##### SOURCE RECORDS

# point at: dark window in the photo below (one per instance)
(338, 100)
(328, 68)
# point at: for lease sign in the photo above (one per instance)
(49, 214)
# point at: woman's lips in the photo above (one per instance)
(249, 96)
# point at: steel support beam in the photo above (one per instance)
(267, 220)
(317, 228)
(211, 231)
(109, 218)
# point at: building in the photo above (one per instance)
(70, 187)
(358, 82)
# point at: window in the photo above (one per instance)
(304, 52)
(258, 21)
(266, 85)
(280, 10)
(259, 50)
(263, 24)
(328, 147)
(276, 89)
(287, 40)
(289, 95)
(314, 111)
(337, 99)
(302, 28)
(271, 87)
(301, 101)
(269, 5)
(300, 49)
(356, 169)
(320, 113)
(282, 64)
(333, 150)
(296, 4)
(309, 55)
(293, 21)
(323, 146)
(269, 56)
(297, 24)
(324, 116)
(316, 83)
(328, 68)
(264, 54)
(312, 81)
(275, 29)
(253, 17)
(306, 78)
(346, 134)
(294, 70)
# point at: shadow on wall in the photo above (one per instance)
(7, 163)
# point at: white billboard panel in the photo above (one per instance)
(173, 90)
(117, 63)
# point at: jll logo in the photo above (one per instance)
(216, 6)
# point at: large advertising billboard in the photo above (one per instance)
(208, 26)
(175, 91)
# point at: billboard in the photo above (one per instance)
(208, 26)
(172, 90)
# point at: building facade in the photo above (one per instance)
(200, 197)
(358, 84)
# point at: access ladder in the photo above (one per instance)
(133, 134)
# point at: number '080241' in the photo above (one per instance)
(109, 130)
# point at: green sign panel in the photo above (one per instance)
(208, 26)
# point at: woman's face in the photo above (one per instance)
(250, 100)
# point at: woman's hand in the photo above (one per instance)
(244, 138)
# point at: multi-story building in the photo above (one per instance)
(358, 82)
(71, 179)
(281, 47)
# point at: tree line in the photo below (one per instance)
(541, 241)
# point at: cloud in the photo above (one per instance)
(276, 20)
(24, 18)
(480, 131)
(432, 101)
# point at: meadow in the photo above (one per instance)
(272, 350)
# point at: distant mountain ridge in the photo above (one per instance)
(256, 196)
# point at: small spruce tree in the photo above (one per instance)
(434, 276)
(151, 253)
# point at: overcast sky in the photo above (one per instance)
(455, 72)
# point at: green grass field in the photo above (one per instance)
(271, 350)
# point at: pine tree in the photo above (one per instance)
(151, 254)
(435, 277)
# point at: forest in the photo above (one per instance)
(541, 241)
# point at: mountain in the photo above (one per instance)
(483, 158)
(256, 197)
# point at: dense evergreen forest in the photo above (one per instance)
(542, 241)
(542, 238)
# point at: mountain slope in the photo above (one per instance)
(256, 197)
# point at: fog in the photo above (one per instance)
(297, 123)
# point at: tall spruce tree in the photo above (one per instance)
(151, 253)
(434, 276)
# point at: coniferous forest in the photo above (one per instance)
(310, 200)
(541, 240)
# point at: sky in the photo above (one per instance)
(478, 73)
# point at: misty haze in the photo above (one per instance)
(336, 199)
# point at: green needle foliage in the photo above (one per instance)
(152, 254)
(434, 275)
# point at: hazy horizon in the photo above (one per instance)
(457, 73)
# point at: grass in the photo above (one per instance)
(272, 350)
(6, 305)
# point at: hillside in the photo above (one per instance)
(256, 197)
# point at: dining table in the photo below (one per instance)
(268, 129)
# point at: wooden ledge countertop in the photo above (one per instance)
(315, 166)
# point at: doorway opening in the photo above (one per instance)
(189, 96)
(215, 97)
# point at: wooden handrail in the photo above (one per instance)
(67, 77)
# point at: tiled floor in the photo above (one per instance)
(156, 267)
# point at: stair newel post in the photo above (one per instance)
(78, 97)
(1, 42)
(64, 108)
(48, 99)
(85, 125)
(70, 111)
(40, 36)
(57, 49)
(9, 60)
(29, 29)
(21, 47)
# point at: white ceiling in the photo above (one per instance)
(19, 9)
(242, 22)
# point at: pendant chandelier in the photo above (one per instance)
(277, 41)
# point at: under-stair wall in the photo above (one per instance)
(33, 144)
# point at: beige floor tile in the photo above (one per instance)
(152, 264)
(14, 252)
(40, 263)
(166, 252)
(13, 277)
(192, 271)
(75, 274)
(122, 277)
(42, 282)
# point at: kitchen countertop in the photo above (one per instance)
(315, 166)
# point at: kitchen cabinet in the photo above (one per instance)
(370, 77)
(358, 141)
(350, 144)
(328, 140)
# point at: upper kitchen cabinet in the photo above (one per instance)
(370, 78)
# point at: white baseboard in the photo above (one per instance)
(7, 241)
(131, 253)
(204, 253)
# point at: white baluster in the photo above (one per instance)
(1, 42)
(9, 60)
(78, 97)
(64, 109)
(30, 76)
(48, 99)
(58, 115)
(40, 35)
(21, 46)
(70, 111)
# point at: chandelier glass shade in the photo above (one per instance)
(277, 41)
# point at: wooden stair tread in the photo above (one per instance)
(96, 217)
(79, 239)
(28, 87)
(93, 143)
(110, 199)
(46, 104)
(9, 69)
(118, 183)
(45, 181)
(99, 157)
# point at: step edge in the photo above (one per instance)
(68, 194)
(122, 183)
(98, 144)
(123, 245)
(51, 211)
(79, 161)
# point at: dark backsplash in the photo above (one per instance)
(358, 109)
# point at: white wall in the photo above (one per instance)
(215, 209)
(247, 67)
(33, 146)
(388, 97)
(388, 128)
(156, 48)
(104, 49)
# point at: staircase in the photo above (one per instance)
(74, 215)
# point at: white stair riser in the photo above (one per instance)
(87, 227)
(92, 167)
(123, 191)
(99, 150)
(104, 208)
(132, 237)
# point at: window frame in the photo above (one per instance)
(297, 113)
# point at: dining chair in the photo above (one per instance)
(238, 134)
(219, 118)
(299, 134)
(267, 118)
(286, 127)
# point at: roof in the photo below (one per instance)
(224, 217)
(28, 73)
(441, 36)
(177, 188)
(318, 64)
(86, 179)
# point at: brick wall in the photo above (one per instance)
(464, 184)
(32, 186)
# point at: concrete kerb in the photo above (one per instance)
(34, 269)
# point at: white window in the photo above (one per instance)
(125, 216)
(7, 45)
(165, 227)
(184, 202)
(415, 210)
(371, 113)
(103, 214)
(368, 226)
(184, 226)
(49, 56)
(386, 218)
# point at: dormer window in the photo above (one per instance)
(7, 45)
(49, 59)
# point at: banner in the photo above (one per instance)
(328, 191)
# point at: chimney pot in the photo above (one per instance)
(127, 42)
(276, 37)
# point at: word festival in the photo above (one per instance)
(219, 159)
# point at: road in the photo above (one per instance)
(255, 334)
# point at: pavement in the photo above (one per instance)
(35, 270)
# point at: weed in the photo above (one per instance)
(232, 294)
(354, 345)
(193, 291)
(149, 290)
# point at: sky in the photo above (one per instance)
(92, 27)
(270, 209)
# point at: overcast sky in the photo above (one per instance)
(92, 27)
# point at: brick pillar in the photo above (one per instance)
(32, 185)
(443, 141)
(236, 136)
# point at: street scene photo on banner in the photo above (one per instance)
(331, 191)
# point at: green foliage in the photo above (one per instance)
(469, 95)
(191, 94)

##########

GOAL OF THE EXERCISE »
Return exactly the lines from the one containing "# point at: road" through the last line of the records above, both included, and nothing else.

CORRECT OUTPUT »
# point at: road in the photo above (one per instance)
(255, 334)
# point at: pavement in the photo above (one per instance)
(35, 270)
# point at: weed in the photo above (one per instance)
(232, 294)
(354, 345)
(193, 291)
(149, 290)
# point at: sky in the photo above (one per instance)
(92, 27)
(270, 209)
# point at: overcast sky in the photo above (one per instance)
(92, 27)
# point at: brick pillar in the photo above (one per instance)
(32, 185)
(443, 141)
(236, 136)
# point at: street scene photo on banner in the photo above (one per instance)
(331, 191)
# point at: green foliage in the photo above (one per instance)
(469, 95)
(191, 94)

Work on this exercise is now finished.